Location annotation dataset excerpts |
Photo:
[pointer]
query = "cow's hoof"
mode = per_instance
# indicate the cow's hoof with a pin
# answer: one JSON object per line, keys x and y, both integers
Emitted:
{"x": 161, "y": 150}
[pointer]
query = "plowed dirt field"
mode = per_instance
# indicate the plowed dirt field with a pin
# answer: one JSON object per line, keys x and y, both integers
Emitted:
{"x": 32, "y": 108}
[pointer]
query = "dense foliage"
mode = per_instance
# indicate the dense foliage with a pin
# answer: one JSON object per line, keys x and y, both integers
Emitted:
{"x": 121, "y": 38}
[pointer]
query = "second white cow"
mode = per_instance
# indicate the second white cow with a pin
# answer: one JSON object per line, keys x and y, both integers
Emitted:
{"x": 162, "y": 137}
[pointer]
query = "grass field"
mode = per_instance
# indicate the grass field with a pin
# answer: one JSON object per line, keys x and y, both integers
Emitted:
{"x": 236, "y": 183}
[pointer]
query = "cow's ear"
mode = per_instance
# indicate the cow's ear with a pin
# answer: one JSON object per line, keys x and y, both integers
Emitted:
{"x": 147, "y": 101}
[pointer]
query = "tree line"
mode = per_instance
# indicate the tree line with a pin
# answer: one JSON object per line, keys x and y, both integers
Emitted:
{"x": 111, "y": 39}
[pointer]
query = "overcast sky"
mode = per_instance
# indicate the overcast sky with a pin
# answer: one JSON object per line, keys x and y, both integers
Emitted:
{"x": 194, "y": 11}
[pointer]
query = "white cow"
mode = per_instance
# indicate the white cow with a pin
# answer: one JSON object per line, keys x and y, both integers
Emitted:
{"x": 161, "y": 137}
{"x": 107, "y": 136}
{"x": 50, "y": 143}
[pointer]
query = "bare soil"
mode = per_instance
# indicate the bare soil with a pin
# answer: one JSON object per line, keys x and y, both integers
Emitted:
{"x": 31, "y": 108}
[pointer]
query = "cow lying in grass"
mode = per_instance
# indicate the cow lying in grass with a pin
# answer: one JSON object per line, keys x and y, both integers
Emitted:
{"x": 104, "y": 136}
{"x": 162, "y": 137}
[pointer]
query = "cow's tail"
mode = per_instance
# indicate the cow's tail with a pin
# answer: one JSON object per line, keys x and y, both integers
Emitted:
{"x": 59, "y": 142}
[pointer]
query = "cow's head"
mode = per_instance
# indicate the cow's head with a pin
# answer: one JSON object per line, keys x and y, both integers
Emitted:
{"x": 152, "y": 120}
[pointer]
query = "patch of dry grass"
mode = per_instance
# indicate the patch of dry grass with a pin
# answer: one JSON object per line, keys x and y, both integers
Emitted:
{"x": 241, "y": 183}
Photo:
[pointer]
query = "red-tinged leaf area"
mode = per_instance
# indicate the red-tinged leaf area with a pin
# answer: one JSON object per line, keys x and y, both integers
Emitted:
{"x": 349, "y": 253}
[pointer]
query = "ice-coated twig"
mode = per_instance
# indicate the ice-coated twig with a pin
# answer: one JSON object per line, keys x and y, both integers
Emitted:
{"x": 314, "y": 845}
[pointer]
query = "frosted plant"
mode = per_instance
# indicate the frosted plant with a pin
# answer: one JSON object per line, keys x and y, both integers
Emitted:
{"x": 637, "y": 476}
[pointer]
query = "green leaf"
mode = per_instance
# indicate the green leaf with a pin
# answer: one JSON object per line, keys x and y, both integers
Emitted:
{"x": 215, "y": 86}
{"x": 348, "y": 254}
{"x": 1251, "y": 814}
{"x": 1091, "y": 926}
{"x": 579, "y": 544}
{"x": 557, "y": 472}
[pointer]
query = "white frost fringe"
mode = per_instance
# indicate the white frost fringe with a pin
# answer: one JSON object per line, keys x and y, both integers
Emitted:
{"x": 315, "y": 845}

Required work | Write the material out again in its entirety, exactly as shown.

The answer |
Photo:
[pointer]
query = "cow's hoof"
mode = per_instance
# indicate the cow's hoof with a pin
# answer: one JSON object per line, keys x and y, both integers
Emitted:
{"x": 161, "y": 150}
[pointer]
query = "plowed dirt field"
mode = per_instance
# indicate the plowed dirt field with a pin
# answer: one JSON object per line, keys x and y, both integers
Emitted:
{"x": 32, "y": 108}
[pointer]
query = "dense foliage"
mode = per_instance
# indicate the dense foliage with a pin
# answer: one JSON object per line, keys x and y, both integers
Emitted:
{"x": 121, "y": 38}
[pointer]
query = "second white cow"
mode = per_instance
# indicate the second white cow with a pin
# answer: one JSON object per line, keys x and y, both integers
Emitted:
{"x": 162, "y": 137}
[pointer]
query = "grass field"
mode = per_instance
# indicate the grass field with a pin
# answer: one JSON object per line, keys x and y, both integers
Emitted:
{"x": 236, "y": 183}
[pointer]
query = "cow's ear"
mode = per_instance
# indicate the cow's ear with a pin
# answer: one JSON object per line, keys x and y, both integers
Emitted:
{"x": 147, "y": 101}
[pointer]
query = "tree line"
mode = per_instance
# indicate the tree line with a pin
# answer: one JSON object per line, keys x and y, both integers
Emitted:
{"x": 111, "y": 39}
[pointer]
query = "overcast sky"
mode = per_instance
# indicate the overcast sky with a pin
# answer: one JSON object per line, keys x and y, both integers
Emitted:
{"x": 194, "y": 11}
[pointer]
query = "white cow"
mode = per_instance
# indicate the white cow with a pin
# answer: one JSON object per line, keys x and y, both integers
Emitted:
{"x": 161, "y": 137}
{"x": 107, "y": 136}
{"x": 50, "y": 143}
[pointer]
query = "bare soil"
mode = per_instance
# indicate the bare soil with a pin
# answer: one JSON object per line, keys x and y, both integers
Emitted:
{"x": 31, "y": 108}
[pointer]
query = "cow lying in grass"
mode = per_instance
# indicate the cow lying in grass with a pin
# answer: one JSON object per line, keys x and y, both integers
Emitted:
{"x": 104, "y": 136}
{"x": 162, "y": 137}
[pointer]
query = "cow's tail"
mode = per_instance
# indicate the cow's tail with a pin
# answer: one JSON object per line, keys x and y, both integers
Emitted:
{"x": 59, "y": 142}
[pointer]
query = "cow's head"
mode = per_instance
# indicate the cow's head with a pin
# answer: one JSON object per line, keys x and y, both integers
Emitted:
{"x": 152, "y": 120}
[pointer]
query = "patch of dry grass"
mode = per_instance
# indicate the patch of dry grass with a pin
# answer: one JSON object per line, keys x and y, both integers
Emitted:
{"x": 241, "y": 183}
Photo:
[pointer]
query = "red-tinged leaf area"
mode = per_instance
# indicate the red-tinged leaf area with a pin
# answer: one JSON object per line, keys x and y, both integers
Emitted:
{"x": 349, "y": 253}
[pointer]
query = "ice-coated twig"
mode = per_instance
# indicate the ice-coated twig with a pin
# answer: one JSON object per line, keys x and y, both integers
Emitted:
{"x": 314, "y": 845}
[pointer]
query = "frosted plant"
mode = per_instance
# indicate the frosted plant with a pin
# answer: one JSON object per line, keys x and y, both integers
Emitted:
{"x": 637, "y": 476}
[pointer]
query = "green leaf"
mode = per_instance
# indicate the green leaf with a pin
# answer: one JSON object per line, keys x and y, both integers
Emitted:
{"x": 215, "y": 86}
{"x": 348, "y": 254}
{"x": 1251, "y": 814}
{"x": 1091, "y": 926}
{"x": 579, "y": 544}
{"x": 557, "y": 472}
[pointer]
query = "white frost fringe"
mode = per_instance
# indicate the white frost fringe with a pin
# answer: one JSON object per line, keys x and y, both integers
Emitted:
{"x": 315, "y": 845}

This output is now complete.